Required task 1:
In the forum post below, rewrite the quoted paragraph beginning "Hint bits are used to mark tuples" as a short list that keeps its main facts.
Required task 2:
Using the forum post below, decide whether each statement agrees with it. Answer yes or no for each, and quote the deciding words exactly.
(a) When tuples are first written, Postgres fsyncs the WAL right away.
(b) The write that sets the hint bits is not WAL protected.
(c) Postgres must at some point hold vast quantities of data in memory.

Text block:
——

Re: I/O on select count(*)

From: Matthew Wakeling <matthew(at)flymine(dot)org>
To: pgsql-performance(at)postgresql(dot)org
Subject: Re: I/O on select count(*)
Date: 2008-05-15 12:37:34
Message-ID: Pine.LNX.4.64.0805151245360.16756@aragorn.flymine.org
Views: Raw Message | Whole Thread | Download mbox | Resend email
Thread:
Lists: pgsql-performance

On Wed, 14 May 2008, Alvaro Herrera wrote:
> Hint bits are used to mark tuples as created and/or deleted by
> transactions that are know committed or aborted. To determine the
> visibility of a tuple without such bits set, you need to consult pg_clog
> and possibly pg_subtrans, so it is an expensive check.

So, as I understand it, Postgres works like this:

1. You begin a transaction. Postgres writes an entry into pg_clog.
2. You write some tuples. Postgres writes them to the WAL, but doesn't
bother fsyncing.
3. At some point, the bgwriter or a checkpoint may write the tuples to the
database tables, and fsync the lot.
4. You commit the transaction. Postgres alters pg_clog again, writes that
to the WAL, and fsyncs the WAL.
5. If the tuples hadn't already made it to the database tables, then a
checkpoint or bgwriter will do it later on, and fsync the lot.
6. You read the tuples. Postgres reads them from the database table, looks
in pg_clog, notices that the transaction has been committed, and
writes the tuples to the database table again with the hint bits set.
This write is not WAL protected, and is not fsynced.

This seems like a good architecture, with some cool characteristics,
mainly that at no point does Postgres have to hold vast quantities of data
in memory. I have two questions though:

Is it really safe to update the hint bits in place? If there is a power
cut in the middle of writing a block, is there a guarantee from the disc
that the block will never be garbled?

——

Records from a dataset:
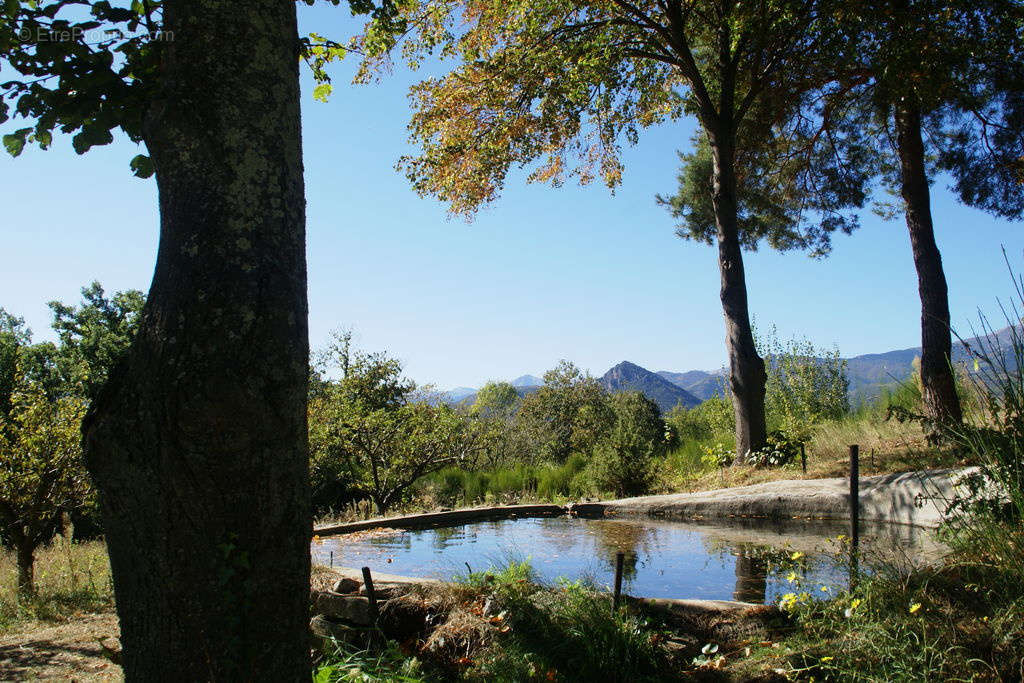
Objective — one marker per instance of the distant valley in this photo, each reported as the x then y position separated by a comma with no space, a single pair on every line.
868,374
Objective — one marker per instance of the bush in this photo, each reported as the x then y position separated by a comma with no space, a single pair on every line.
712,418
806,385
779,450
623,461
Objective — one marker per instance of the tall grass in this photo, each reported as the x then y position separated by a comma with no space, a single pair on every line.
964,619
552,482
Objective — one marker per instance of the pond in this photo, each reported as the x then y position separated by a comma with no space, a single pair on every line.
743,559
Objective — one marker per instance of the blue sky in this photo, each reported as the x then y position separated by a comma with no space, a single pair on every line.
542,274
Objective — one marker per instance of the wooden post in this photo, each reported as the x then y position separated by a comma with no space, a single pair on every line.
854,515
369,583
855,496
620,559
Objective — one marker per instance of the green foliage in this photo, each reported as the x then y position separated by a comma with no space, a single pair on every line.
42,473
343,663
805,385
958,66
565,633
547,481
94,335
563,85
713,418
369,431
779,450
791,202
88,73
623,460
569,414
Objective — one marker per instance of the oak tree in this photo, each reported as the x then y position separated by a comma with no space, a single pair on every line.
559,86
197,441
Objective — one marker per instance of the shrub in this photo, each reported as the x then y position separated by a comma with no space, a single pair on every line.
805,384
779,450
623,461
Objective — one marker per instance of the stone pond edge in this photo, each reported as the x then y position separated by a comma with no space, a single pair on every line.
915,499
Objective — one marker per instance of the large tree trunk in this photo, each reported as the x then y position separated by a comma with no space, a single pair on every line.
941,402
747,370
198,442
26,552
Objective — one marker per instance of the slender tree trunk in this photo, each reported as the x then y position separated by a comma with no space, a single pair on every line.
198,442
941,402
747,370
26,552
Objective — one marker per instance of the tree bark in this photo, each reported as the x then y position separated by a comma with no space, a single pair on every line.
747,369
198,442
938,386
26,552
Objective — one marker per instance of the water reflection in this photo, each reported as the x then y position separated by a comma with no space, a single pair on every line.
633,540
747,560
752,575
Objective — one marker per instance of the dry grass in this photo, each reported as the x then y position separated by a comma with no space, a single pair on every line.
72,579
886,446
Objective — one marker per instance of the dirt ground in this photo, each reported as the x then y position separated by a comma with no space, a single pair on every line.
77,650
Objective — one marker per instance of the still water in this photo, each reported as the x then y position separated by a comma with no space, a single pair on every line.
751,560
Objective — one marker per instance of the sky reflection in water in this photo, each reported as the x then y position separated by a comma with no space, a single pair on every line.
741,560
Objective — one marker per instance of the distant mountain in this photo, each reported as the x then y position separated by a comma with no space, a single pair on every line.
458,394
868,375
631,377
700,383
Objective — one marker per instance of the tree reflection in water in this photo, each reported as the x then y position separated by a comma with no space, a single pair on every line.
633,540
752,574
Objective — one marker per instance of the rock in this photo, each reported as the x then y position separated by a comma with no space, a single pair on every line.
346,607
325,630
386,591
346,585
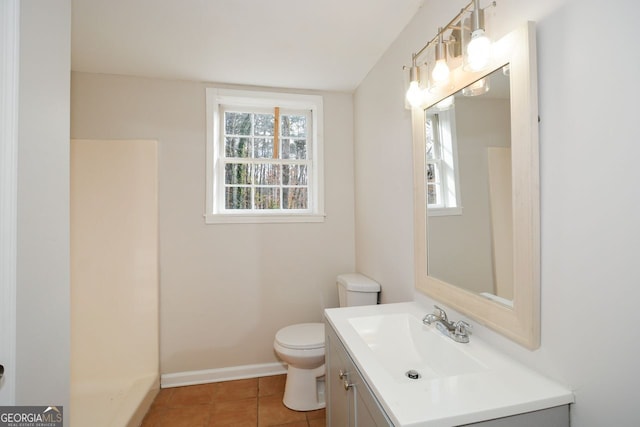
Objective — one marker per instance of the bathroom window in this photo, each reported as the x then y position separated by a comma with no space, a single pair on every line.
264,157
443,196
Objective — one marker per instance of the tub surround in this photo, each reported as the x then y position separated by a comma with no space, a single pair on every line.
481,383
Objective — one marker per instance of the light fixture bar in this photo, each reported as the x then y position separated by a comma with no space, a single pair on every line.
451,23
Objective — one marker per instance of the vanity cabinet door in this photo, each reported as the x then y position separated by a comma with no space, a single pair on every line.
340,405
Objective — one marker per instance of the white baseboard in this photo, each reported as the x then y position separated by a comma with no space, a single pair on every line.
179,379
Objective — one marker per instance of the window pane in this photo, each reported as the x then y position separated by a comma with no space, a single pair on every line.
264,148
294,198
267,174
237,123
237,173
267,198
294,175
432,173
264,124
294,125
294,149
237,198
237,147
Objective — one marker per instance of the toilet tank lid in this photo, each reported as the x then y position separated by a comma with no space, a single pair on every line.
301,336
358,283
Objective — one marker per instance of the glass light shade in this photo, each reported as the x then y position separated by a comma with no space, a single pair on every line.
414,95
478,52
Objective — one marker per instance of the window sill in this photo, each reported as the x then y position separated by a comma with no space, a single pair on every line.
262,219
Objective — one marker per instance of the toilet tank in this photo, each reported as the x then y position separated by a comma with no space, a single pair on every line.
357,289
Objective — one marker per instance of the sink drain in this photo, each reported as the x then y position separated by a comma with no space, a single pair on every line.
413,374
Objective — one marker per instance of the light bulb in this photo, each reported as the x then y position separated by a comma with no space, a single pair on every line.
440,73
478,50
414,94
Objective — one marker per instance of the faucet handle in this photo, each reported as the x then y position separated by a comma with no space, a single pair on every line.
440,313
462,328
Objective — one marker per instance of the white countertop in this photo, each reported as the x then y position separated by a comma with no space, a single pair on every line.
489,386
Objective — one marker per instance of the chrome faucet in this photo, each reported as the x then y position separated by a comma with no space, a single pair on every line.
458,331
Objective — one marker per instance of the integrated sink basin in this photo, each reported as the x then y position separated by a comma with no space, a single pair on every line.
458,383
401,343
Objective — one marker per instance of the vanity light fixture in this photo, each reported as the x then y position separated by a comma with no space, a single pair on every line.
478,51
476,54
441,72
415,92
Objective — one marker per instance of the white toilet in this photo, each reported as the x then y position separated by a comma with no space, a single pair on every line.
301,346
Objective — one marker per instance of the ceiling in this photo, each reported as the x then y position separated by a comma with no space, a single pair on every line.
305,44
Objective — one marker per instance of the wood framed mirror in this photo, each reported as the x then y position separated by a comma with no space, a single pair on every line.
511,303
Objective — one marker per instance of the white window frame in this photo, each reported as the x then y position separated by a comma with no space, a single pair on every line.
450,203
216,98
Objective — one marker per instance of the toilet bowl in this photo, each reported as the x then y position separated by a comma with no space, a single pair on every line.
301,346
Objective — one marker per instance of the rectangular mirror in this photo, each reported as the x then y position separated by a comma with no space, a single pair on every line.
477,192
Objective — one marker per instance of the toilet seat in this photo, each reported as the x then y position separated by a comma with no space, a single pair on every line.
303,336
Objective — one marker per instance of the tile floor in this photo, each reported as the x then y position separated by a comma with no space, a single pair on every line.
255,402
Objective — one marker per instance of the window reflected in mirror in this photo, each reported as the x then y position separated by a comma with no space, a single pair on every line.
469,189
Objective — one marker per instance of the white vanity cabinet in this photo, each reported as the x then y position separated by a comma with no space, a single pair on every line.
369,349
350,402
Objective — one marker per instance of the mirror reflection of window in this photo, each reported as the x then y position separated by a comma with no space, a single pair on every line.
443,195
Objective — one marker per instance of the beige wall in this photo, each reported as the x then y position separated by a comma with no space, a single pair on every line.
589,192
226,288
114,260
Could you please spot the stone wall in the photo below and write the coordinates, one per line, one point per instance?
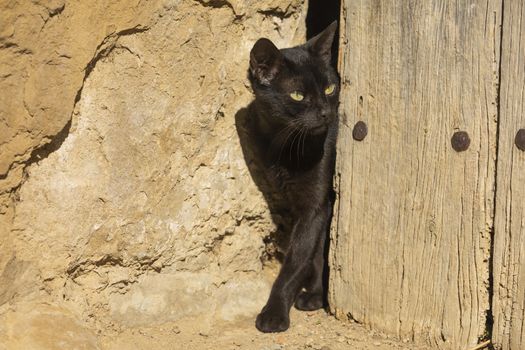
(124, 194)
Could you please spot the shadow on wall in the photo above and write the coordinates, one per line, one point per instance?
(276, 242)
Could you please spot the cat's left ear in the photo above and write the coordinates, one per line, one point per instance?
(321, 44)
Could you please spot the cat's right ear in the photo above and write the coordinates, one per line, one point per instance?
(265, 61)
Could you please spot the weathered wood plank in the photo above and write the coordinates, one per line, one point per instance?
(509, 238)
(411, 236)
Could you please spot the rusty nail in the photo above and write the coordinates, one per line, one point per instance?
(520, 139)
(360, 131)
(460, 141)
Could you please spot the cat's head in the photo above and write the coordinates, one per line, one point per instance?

——

Final answer 1:
- Hint bits mark tuples as created and/or deleted by transactions already committed or aborted.
- Without these bits set, checking a tuple's visibility requires consulting pg_clog and possibly pg_subtrans.
- That check is expensive.

Final answer 2:
(a) No: "Postgres writes them to the WAL, but doesn't bother fsyncing."
(b) Yes: "This write is not WAL protected, and is not fsynced."
(c) No: "at no point does Postgres have to hold vast quantities of data in memory."